» **Problem to work on**
A verbatim copy of all the data is required, minus any images.

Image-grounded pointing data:
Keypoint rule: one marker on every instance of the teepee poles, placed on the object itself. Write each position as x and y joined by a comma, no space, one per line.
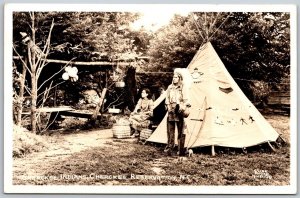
220,26
213,153
213,23
198,28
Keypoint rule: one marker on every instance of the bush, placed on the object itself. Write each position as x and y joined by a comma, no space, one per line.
25,142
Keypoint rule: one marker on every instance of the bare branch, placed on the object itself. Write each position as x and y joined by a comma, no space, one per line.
54,74
46,49
48,125
50,89
23,62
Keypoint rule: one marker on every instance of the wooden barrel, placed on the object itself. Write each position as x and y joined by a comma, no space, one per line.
145,134
121,131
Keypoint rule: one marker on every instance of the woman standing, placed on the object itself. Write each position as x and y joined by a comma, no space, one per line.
143,111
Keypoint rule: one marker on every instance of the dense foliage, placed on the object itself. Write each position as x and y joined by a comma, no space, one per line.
254,46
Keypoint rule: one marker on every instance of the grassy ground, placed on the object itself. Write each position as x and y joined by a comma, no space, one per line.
126,162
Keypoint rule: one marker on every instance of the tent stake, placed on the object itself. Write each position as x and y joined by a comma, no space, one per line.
273,149
213,153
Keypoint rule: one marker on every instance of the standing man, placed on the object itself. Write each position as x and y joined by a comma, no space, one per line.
176,102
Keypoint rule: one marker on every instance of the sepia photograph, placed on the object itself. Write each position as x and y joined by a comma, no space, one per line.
147,99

» **Answer to the exercise**
Keypoint rule: one marker on every instance of the teepee poles, placed on the object itself. Write each position as x and y joined by a comma, no space, one per line.
220,26
213,153
213,23
198,28
Keypoint rule: one marker on every instance of the bush, placed on the object itself. Write each position as x and y joined by a comma, no space, one per line.
25,142
Keypoint rule: one marker on every instance of the bare branch, placed on the object itself. Write each position as x and y joined by a comma, no space, one per line.
54,74
46,49
48,125
50,89
23,62
Keypoint rule: one marker on every instance of the wooden barrel, placed on the object itself. Write each position as x and y joined by a comma, no space, one per line.
145,134
121,131
Keypoint rule: one marker on every instance of the woman standing, placed on the object itself. Write each position as x and y joined by a comma, no space, one per line.
143,111
Keypoint rule: one marker on every instance of the dense foliage, placed on the object itself. Write each position as x and y joined by a comma, no space, one per line.
254,46
Keypoint rule: one marker on every instance of the grassy ground, placed on the object itself. Write each position as x and y joined by a comma, no space, one per line.
126,162
Keypoint rule: one marker on every instance of the tent stake, placed on the object itself. Write each position as x and y joined by a comma, no space, one per line.
273,149
213,153
Keypoint rule: one marker on every instance of the standing man, placed on the object itself. Write each position as x and y joined by a comma, no space, one per line.
176,102
Keypoint rule: one marker on every instance of the sepia photograph, placed on the object itself. Write each position as x and y joined by a comma, no space, one per line.
147,99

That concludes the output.